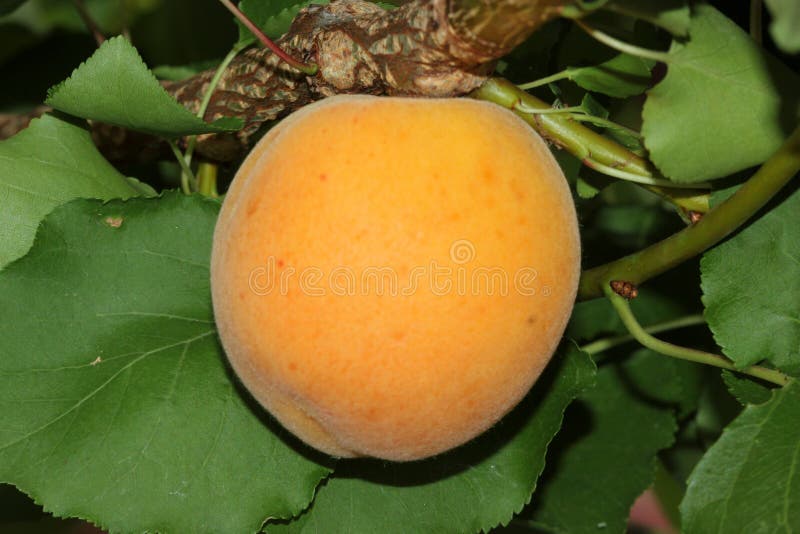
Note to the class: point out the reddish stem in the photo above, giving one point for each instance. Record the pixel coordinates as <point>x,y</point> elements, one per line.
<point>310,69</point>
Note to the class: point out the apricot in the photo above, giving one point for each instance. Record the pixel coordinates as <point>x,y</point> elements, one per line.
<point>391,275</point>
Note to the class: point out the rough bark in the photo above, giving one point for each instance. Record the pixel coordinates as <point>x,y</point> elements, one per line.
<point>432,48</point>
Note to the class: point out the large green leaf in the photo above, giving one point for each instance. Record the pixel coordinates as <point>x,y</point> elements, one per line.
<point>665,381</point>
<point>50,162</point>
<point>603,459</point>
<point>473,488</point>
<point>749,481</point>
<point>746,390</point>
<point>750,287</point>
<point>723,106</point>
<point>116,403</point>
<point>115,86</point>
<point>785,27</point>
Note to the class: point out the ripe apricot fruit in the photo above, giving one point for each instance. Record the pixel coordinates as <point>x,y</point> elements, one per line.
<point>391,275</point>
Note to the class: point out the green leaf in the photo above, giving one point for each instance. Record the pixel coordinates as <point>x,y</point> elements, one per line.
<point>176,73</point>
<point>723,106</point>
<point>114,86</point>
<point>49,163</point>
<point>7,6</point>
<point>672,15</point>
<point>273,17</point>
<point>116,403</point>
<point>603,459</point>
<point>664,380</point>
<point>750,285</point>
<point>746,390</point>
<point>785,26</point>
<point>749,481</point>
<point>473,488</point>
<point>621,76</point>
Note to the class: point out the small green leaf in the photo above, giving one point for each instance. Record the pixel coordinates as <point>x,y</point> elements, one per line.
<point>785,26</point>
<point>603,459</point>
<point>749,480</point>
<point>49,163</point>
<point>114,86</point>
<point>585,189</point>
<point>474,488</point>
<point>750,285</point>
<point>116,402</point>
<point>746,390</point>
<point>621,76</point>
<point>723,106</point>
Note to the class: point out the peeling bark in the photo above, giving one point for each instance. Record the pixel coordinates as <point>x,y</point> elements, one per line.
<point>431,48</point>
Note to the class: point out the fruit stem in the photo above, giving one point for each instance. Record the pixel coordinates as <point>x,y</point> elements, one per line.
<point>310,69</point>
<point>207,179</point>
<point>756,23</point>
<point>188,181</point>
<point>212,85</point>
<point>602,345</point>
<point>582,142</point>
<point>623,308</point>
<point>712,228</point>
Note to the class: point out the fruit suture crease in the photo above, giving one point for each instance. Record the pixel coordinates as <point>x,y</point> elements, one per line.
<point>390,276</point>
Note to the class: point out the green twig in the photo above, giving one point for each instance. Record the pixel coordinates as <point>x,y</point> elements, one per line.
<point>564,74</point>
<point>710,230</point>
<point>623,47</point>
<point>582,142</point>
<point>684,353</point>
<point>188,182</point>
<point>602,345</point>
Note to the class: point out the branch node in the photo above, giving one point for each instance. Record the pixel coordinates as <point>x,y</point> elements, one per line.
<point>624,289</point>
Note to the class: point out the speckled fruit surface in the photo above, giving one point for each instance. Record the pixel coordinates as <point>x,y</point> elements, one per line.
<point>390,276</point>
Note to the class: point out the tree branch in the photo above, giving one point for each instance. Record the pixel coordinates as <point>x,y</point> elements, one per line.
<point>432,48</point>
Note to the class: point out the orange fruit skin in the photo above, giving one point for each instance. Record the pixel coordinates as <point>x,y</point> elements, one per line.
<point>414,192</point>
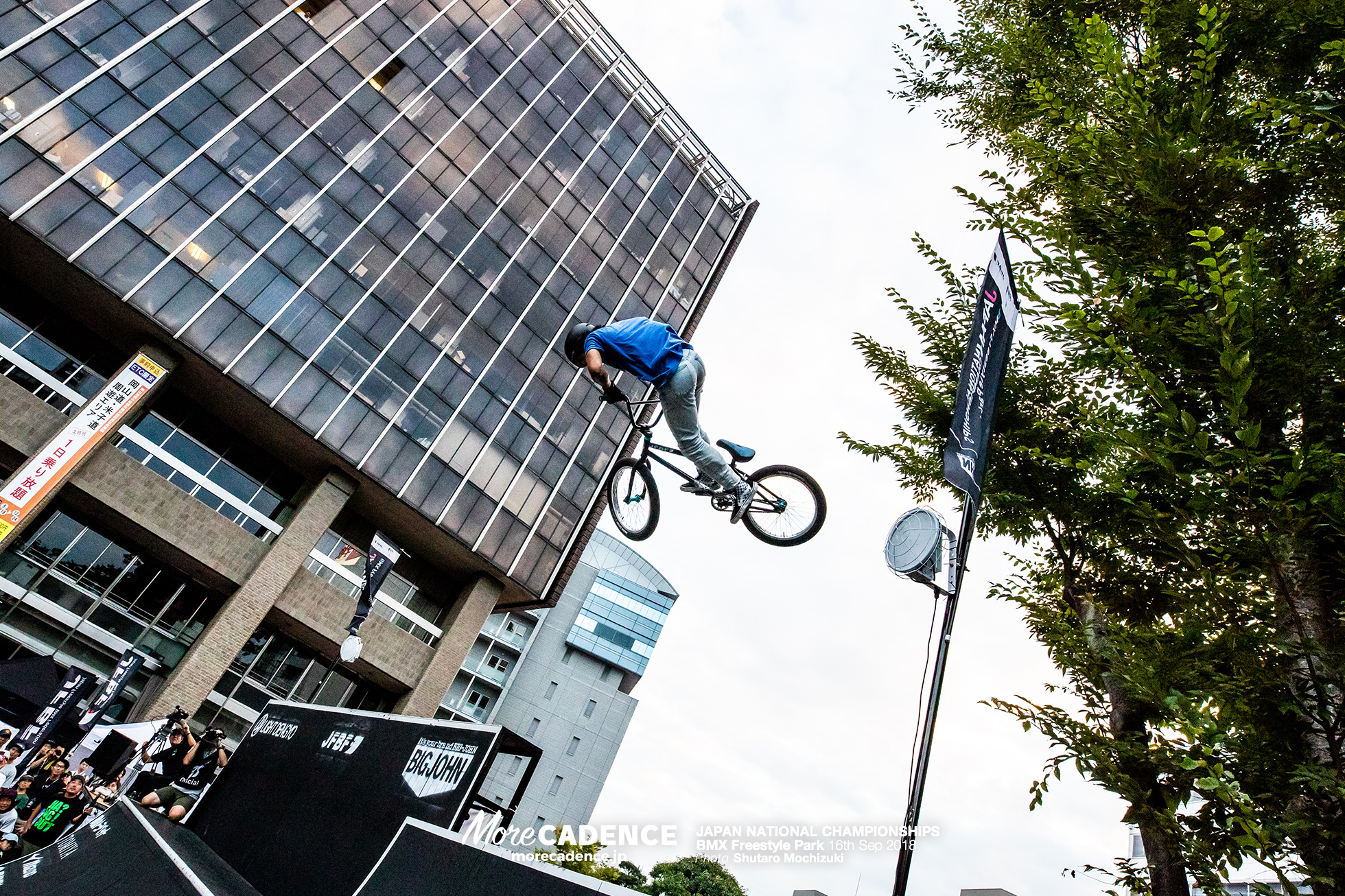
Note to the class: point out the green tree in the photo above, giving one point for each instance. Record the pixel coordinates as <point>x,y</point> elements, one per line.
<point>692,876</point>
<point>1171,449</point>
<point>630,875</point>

____________________

* WORK TO COMPLETE *
Will you restate every entry word for word and omit the images?

* YOUR SOLUTION *
Note to the class: point out the reddish stem in the photo above, giving one point for each instance. Record the pixel coordinates as <point>x,y</point> elements, one per line.
<point>310,69</point>
Note to the class: point out the apricot in the photo above, giving one point for each instance. Record the pixel coordinates as <point>x,y</point> elements, one per line.
<point>391,275</point>
Note to the class: point out the rough bark in the photo above, giving one point for each instance. Record the pixel coordinates as <point>x,y</point> elements, one per line.
<point>432,48</point>
Note to the class: point out the large green leaf in the photo above, giving one point for each instance. Record the pixel coordinates as <point>x,y</point> elements, one per line.
<point>665,381</point>
<point>50,162</point>
<point>603,459</point>
<point>473,488</point>
<point>749,481</point>
<point>746,390</point>
<point>750,287</point>
<point>723,106</point>
<point>116,403</point>
<point>115,86</point>
<point>785,27</point>
Note to the class: point out the ripe apricot fruit in the photo above, giving one point for each instance. Record the pixel coordinates as <point>x,y</point> elements, one per line.
<point>391,275</point>
Note to the class: point out the green leaf in the photo above, giving one point for each instance. Record the pixel coordinates as <point>x,y</point> elements, one per line.
<point>176,73</point>
<point>723,106</point>
<point>114,86</point>
<point>49,163</point>
<point>7,6</point>
<point>672,15</point>
<point>273,17</point>
<point>116,403</point>
<point>603,459</point>
<point>664,380</point>
<point>750,285</point>
<point>746,390</point>
<point>785,26</point>
<point>749,481</point>
<point>473,488</point>
<point>621,76</point>
Note to the class: point out the small green leaf in the photo above, giving one point for each instance. Record the pixel coordinates as <point>x,y</point> elements, one per line.
<point>785,26</point>
<point>603,459</point>
<point>749,480</point>
<point>49,163</point>
<point>114,86</point>
<point>585,189</point>
<point>474,488</point>
<point>750,285</point>
<point>116,402</point>
<point>746,390</point>
<point>621,76</point>
<point>723,106</point>
Note to the class: point out the peeling bark in the photo above, giving one point for each instance. Record the pixel coordinates as <point>x,y</point> elements, one per line.
<point>431,48</point>
Note to the class: point out the fruit stem in the photo above, giving one point for each instance. Record the pixel coordinates as <point>x,y</point> elements, one per line.
<point>310,69</point>
<point>207,179</point>
<point>756,23</point>
<point>188,181</point>
<point>212,85</point>
<point>602,345</point>
<point>582,142</point>
<point>623,308</point>
<point>712,228</point>
Note to the class: point out the fruit suture crease in the photo above, giving one point for each instance. Record the pixel coordinates as <point>x,y</point> elements, one per line.
<point>390,276</point>
Note to the class: point out the green twig in the photo above, giving one point for each instance. Record the pixel coordinates as <point>x,y</point> elements, one per line.
<point>564,74</point>
<point>710,230</point>
<point>623,47</point>
<point>582,142</point>
<point>684,353</point>
<point>188,182</point>
<point>602,345</point>
Note to the class: point out the branch node in the photo above, giving one point for each instance. Record the pixel coordinates as <point>x,y</point> elements, one per line.
<point>624,289</point>
Note to the class: point out the speckled fruit surface in the photo above, giving one point for each instance. Record the pixel coordinates as <point>x,y</point> elements, one per line.
<point>390,276</point>
Note to the class: point out the tree branch in the photo above, giving one point for each instance. Record the pixel coordinates as <point>x,y</point> elements, one per line.
<point>432,48</point>
Note to the class: point out the orange fruit skin in the photo above, giving one point for each instance. Record the pixel coordinates as <point>x,y</point> elements, one per line.
<point>414,192</point>
Note to the class: point out the green tree in the photo above, giving one point for each instance. Record the pixel coordinates as <point>x,y</point> elements, one per line.
<point>692,876</point>
<point>1171,449</point>
<point>630,875</point>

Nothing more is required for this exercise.